• Exercise material
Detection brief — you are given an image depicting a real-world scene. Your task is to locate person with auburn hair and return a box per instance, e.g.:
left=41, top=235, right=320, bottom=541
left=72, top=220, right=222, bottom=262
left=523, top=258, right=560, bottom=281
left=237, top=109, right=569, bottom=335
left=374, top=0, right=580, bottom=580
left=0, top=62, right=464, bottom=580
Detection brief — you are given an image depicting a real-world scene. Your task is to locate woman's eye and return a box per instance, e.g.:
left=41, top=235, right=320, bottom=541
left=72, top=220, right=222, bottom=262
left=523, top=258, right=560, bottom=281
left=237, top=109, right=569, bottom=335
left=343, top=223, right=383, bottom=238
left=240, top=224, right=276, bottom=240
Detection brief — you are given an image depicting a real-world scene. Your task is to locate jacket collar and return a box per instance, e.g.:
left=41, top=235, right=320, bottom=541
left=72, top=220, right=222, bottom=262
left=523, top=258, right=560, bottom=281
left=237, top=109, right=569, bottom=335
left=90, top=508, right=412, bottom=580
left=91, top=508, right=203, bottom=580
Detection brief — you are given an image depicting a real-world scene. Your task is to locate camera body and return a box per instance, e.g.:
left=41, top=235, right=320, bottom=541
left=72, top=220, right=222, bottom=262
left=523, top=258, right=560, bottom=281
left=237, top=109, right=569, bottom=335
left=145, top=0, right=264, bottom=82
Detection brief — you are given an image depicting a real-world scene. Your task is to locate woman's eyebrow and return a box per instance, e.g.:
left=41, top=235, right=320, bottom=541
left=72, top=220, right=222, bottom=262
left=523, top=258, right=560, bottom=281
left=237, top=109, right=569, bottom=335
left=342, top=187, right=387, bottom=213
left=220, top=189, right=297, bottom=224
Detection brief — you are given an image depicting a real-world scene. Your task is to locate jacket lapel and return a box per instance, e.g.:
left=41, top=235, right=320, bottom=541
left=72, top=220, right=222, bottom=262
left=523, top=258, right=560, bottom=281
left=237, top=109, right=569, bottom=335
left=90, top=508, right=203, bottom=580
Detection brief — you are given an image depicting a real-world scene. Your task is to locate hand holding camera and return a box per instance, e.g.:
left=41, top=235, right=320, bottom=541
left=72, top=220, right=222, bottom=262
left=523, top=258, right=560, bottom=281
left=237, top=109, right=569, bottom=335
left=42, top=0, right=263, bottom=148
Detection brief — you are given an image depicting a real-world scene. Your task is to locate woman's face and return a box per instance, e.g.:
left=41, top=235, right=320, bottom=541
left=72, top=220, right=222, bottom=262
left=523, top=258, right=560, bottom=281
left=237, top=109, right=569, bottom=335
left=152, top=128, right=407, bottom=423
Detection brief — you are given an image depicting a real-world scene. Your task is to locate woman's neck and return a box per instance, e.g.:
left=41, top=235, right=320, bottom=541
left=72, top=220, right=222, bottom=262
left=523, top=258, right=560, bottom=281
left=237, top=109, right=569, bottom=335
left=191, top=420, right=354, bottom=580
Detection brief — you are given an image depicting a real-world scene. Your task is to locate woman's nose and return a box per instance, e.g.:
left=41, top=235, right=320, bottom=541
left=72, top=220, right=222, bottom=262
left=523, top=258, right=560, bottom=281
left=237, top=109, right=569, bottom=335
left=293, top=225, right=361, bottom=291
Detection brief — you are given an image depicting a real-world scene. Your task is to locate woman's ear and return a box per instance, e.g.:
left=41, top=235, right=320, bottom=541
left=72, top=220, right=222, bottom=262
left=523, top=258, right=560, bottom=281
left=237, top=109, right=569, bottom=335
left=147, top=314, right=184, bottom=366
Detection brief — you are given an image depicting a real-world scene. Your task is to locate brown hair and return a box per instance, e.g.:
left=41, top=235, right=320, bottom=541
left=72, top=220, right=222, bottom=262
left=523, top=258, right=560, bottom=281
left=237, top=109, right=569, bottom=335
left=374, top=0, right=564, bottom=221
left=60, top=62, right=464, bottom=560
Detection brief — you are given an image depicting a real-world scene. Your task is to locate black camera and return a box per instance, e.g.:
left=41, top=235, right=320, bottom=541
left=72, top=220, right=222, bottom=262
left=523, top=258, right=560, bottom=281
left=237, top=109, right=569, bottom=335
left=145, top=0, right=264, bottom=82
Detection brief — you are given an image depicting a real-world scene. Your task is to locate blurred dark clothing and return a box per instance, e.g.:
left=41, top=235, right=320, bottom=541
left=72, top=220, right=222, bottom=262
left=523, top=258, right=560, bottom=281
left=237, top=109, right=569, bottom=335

• Aim
Rewrite the lines from the one containing "to locate black" through the last line, putting "real-life setting" wherever "real-world scene" appears and leaving everything else as it is.

• Solution to the problem
Detection brief — you are given an image depicting a real-life setting. Your task is to locate black camera and return a box per instance, e.g.:
left=41, top=235, right=320, bottom=541
left=72, top=220, right=222, bottom=262
left=523, top=258, right=560, bottom=281
left=237, top=109, right=569, bottom=335
left=145, top=0, right=264, bottom=82
Detection brief — you are given an image depicting a real-life setting. Your task is to locate blurred dark clothing and return a box per instance, e.g.:
left=41, top=235, right=320, bottom=541
left=72, top=220, right=222, bottom=262
left=523, top=258, right=560, bottom=281
left=237, top=109, right=569, bottom=335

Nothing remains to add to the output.